• [PROBLEM STATEMENT]: Hand back each record exactly as you find it.

Collection entries:
▼

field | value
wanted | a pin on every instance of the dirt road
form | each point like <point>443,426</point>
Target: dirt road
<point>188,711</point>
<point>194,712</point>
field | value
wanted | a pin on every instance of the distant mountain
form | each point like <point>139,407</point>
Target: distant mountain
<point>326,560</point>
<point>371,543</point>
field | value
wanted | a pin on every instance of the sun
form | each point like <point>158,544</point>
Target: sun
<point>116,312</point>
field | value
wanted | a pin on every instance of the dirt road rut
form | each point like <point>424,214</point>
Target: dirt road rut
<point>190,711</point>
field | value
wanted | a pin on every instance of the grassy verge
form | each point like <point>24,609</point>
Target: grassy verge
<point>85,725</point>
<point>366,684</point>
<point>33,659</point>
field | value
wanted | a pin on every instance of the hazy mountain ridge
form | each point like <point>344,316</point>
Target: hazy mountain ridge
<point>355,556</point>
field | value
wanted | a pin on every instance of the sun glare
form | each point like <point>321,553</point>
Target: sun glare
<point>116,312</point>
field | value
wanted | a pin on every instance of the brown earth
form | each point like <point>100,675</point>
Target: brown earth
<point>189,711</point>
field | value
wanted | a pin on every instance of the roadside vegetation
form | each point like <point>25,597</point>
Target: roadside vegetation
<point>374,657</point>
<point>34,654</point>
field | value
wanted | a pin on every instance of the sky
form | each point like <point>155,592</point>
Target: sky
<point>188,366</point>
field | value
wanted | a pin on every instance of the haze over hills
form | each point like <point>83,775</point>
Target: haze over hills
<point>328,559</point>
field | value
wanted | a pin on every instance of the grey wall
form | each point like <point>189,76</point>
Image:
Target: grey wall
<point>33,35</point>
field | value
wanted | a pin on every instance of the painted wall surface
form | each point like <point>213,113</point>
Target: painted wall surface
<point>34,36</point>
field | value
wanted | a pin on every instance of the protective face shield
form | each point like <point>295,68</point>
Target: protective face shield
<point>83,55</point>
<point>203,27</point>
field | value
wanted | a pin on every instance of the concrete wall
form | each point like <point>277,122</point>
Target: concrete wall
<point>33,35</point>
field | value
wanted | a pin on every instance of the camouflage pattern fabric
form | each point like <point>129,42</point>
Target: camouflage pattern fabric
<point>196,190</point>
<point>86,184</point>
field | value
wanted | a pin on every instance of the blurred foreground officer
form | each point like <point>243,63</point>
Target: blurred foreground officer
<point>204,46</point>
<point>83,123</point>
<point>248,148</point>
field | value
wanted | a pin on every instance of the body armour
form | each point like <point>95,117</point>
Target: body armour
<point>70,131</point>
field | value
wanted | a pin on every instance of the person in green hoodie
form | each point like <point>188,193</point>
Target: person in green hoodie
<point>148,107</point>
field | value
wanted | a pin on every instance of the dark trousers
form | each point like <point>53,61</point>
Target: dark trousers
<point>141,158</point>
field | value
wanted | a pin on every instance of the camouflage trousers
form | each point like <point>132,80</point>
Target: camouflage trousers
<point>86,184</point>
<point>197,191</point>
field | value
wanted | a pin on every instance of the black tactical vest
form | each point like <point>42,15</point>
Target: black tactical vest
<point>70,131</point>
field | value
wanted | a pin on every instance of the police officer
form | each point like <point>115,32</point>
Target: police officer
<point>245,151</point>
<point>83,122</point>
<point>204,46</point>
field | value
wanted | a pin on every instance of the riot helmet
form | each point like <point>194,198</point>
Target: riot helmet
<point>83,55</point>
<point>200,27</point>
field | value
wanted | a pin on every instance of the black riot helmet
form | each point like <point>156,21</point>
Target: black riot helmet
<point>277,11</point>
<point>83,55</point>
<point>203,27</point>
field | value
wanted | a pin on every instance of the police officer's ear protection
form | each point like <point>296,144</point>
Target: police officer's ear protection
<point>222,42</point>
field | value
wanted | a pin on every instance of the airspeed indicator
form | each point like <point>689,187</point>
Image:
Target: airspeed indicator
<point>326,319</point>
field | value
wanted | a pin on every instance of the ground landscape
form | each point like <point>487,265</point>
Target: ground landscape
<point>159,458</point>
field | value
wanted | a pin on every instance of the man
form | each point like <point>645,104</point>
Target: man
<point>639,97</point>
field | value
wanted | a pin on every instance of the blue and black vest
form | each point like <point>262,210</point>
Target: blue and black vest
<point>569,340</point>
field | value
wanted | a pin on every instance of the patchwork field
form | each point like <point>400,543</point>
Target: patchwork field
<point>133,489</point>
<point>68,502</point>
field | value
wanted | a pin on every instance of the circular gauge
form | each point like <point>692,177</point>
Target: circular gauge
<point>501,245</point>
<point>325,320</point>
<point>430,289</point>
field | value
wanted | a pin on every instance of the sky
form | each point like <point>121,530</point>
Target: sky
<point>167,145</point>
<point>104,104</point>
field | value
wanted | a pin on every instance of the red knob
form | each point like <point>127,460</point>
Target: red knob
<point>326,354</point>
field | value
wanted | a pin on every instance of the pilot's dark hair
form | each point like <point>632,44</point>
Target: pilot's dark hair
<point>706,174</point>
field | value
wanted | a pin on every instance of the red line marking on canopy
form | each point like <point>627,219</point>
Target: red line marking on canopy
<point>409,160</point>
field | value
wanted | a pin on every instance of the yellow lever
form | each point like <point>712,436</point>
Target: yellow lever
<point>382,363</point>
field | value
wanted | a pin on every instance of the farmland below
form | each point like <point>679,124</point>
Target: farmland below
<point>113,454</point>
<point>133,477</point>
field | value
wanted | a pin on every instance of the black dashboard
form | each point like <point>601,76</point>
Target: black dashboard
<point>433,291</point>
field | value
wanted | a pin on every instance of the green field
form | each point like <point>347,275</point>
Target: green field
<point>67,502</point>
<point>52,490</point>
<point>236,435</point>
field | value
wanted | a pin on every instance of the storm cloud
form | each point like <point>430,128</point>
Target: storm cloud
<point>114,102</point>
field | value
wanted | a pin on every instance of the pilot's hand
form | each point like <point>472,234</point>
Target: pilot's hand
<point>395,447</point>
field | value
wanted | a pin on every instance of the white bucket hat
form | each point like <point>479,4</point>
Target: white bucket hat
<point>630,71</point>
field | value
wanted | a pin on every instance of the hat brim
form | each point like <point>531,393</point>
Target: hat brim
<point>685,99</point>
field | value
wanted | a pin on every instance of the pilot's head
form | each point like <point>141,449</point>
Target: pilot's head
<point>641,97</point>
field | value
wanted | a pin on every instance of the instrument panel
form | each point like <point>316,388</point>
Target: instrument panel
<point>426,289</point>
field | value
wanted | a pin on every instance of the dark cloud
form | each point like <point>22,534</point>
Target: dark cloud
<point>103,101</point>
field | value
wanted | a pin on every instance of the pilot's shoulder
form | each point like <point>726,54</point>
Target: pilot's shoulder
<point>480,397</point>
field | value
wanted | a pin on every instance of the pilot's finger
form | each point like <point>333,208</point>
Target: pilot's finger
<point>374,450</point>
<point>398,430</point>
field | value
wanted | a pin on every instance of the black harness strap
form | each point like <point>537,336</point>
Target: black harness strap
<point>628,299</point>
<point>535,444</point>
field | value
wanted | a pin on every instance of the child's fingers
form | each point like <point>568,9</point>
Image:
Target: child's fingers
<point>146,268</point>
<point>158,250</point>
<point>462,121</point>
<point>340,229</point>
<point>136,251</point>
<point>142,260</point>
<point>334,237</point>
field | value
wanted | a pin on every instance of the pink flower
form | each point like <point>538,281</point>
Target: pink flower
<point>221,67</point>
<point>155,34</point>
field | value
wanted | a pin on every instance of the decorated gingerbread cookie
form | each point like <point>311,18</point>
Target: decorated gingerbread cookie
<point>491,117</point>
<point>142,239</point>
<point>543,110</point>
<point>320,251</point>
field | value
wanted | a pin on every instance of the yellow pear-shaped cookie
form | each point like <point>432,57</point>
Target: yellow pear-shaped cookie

▲

• [ANSWER TO THIS EXERCISE]:
field | value
wanted | a pin on every instance of the dirt road
form | each point like <point>443,426</point>
Target: dirt road
<point>188,711</point>
<point>194,712</point>
field | value
wanted | a pin on every instance of the distant mountain
form | each point like <point>139,407</point>
Target: distant mountain
<point>326,560</point>
<point>371,543</point>
field | value
wanted | a pin on every instance of the sun
form | each point like <point>158,544</point>
Target: sun
<point>116,312</point>
field | value
wanted | a pin on every instance of the dirt road rut
form | each point like <point>424,214</point>
Target: dirt road rut
<point>190,711</point>
field | value
wanted | a pin on every instance of the grassy verge
form | each point like <point>24,609</point>
Target: grassy verge
<point>85,725</point>
<point>366,684</point>
<point>33,659</point>
field | value
wanted | a pin on every instance of the hazy mountain ridge
form | each point like <point>344,316</point>
Target: hazy mountain ridge
<point>355,556</point>
field | value
wanted | a pin on every instance of the sun glare
form | each point like <point>321,553</point>
Target: sun glare
<point>116,312</point>
field | value
wanted | a pin on every instance of the brown earth
form | each point like <point>100,675</point>
Target: brown earth
<point>189,711</point>
field | value
wanted | a pin on every instance of the roadside vegetation
form | each point like <point>25,597</point>
Target: roadside vegetation
<point>374,657</point>
<point>34,654</point>
field | value
wanted | a pin on every instance of the sky
form | each point like <point>155,592</point>
Target: sky
<point>188,366</point>
field | value
wanted | a pin on every instance of the haze over hills
form | each point like <point>83,775</point>
Target: haze over hills
<point>328,559</point>
field | value
wanted | a pin on every instance of the grey wall
form | each point like <point>189,76</point>
Image:
Target: grey wall
<point>33,35</point>
field | value
wanted | a pin on every instance of the painted wall surface
form | each point like <point>213,113</point>
Target: painted wall surface
<point>34,36</point>
field | value
wanted | a pin on every instance of the protective face shield
form | each point like <point>295,68</point>
Target: protective face shield
<point>83,55</point>
<point>203,27</point>
field | value
wanted | a pin on every instance of the concrete wall
form | each point like <point>277,122</point>
Target: concrete wall
<point>33,35</point>
field | value
wanted | a pin on every instance of the camouflage pattern fabric
form | each point like <point>129,42</point>
Target: camouflage pattern fabric
<point>196,190</point>
<point>86,184</point>
field | value
wanted | a pin on every instance of the blurred foreground officer
form | each point like <point>243,63</point>
Target: blurred foreground officer
<point>204,46</point>
<point>83,123</point>
<point>248,148</point>
field | value
wanted | a pin on every instance of the body armour
form | each point like <point>95,117</point>
Target: body armour
<point>70,131</point>
field | value
wanted | a pin on every instance of the person in green hoodie
form | each point like <point>188,193</point>
Target: person in green hoodie
<point>148,107</point>
field | value
wanted | a pin on every instance of the dark trousers
form | each point like <point>53,61</point>
Target: dark trousers
<point>141,158</point>
field | value
wanted | a pin on every instance of the camouflage trousers
form | each point like <point>132,80</point>
Target: camouflage trousers
<point>86,184</point>
<point>197,191</point>
field | value
wanted | a pin on every instance of the black tactical vest
form | each point like <point>42,15</point>
Target: black tactical vest
<point>70,131</point>
field | value
wanted | a pin on every instance of the police officer
form | each point like <point>115,32</point>
Target: police officer
<point>245,151</point>
<point>83,122</point>
<point>204,46</point>
field | value
wanted | a pin on every instance of the riot helmet
form | each point like <point>194,198</point>
Target: riot helmet
<point>83,55</point>
<point>200,27</point>
field | value
wanted | a pin on every instance of the black riot helmet
form | each point like <point>156,21</point>
Target: black riot helmet
<point>277,11</point>
<point>83,55</point>
<point>203,27</point>
field | value
wanted | a pin on every instance of the police officer's ear protection
form | each point like <point>296,144</point>
Target: police officer's ear protection
<point>222,42</point>
field | value
wanted | a pin on every instance of the airspeed indicator
form | each point like <point>689,187</point>
Image:
Target: airspeed indicator
<point>326,319</point>
field | value
wanted | a pin on every instance of the ground landscape
form | each point like <point>487,265</point>
Target: ground landscape
<point>159,458</point>
field | value
wanted | a pin on every instance of the man
form | each point like <point>645,104</point>
Target: man
<point>639,97</point>
field | value
wanted | a pin on every instance of the blue and black vest
form | each point like <point>262,210</point>
Target: blue and black vest
<point>569,340</point>
field | value
wanted | a pin on every instance of the patchwork field
form | each point like <point>400,543</point>
Target: patchwork field
<point>133,489</point>
<point>68,502</point>
field | value
wanted | a pin on every instance of the circular gauge
form | each point like <point>692,177</point>
Target: circular gauge
<point>501,245</point>
<point>325,320</point>
<point>430,289</point>
field | value
wanted | a pin on every instance of the sky
form | each point like <point>121,530</point>
Target: sky
<point>167,145</point>
<point>104,104</point>
field | value
wanted | a pin on every instance of the red knob
form | each point like <point>127,460</point>
Target: red knob
<point>326,354</point>
field | value
wanted | a pin on every instance of the pilot's dark hair
form | each point like <point>632,44</point>
Target: pilot's dark hair
<point>706,174</point>
field | value
wanted | a pin on every instance of the red line marking on canopy
form | each point like <point>627,219</point>
Target: red line marking on canopy
<point>409,160</point>
field | value
wanted | a pin on every instance of the yellow lever
form | each point like <point>712,436</point>
Target: yellow lever
<point>382,363</point>
field | value
wanted | a pin on every instance of the farmland below
form | each point like <point>679,124</point>
Target: farmland below
<point>113,454</point>
<point>133,477</point>
field | value
wanted | a pin on every instance of the black dashboard
form | each point like <point>601,76</point>
Target: black dashboard
<point>433,291</point>
field | value
wanted | a pin on every instance of the green field
form | each point like <point>347,275</point>
Target: green field
<point>67,502</point>
<point>52,490</point>
<point>236,435</point>
field | value
wanted | a pin on every instance of the storm cloud
form | each point like <point>430,128</point>
Target: storm cloud
<point>114,102</point>
field | value
wanted | a pin on every instance of the pilot's hand
form | each point like <point>472,234</point>
Target: pilot's hand
<point>395,447</point>
field | value
wanted | a pin on every instance of the white bucket hat
form | each point like <point>479,4</point>
Target: white bucket hat
<point>630,71</point>
field | value
wanted | a pin on every instance of the hat brim
form | each point like <point>531,393</point>
Target: hat brim
<point>685,99</point>
field | value
wanted | a pin on every instance of the pilot's head
form | each point like <point>141,449</point>
Target: pilot's head
<point>641,97</point>
field | value
wanted | a pin on every instance of the instrument panel
form | each point like <point>316,388</point>
Target: instrument panel
<point>426,289</point>
field | value
wanted | a pin on every instance of the dark cloud
form | each point like <point>22,534</point>
Target: dark cloud
<point>103,101</point>
field | value
wanted | a pin on every instance of the pilot's shoulder
form | each point like <point>726,54</point>
Target: pilot's shoulder
<point>480,397</point>
field | value
wanted | a pin on every instance of the pilot's finger
form | each point like <point>333,208</point>
Target: pilot's finger
<point>374,450</point>
<point>398,430</point>
field | value
wanted | a pin on every instance of the black harness strap
form | each point like <point>537,336</point>
Target: black harness strap
<point>628,299</point>
<point>535,444</point>
field | value
wanted | a pin on every instance of the child's fingers
form | each point like <point>568,9</point>
Image:
Target: child's fingers
<point>146,268</point>
<point>158,250</point>
<point>462,121</point>
<point>340,229</point>
<point>136,251</point>
<point>142,260</point>
<point>334,237</point>
field | value
wanted | a pin on every instance of the pink flower
form | each point like <point>538,281</point>
Target: pink flower
<point>221,67</point>
<point>155,34</point>
field | value
wanted | a pin on every instance of the decorated gingerbread cookie
form | each point like <point>311,18</point>
Target: decorated gingerbread cookie
<point>491,117</point>
<point>142,239</point>
<point>543,110</point>
<point>320,251</point>
field | value
wanted | a pin on every instance of the yellow pear-shaped cookie
form | each point like <point>432,57</point>
Target: yellow pear-shaped cookie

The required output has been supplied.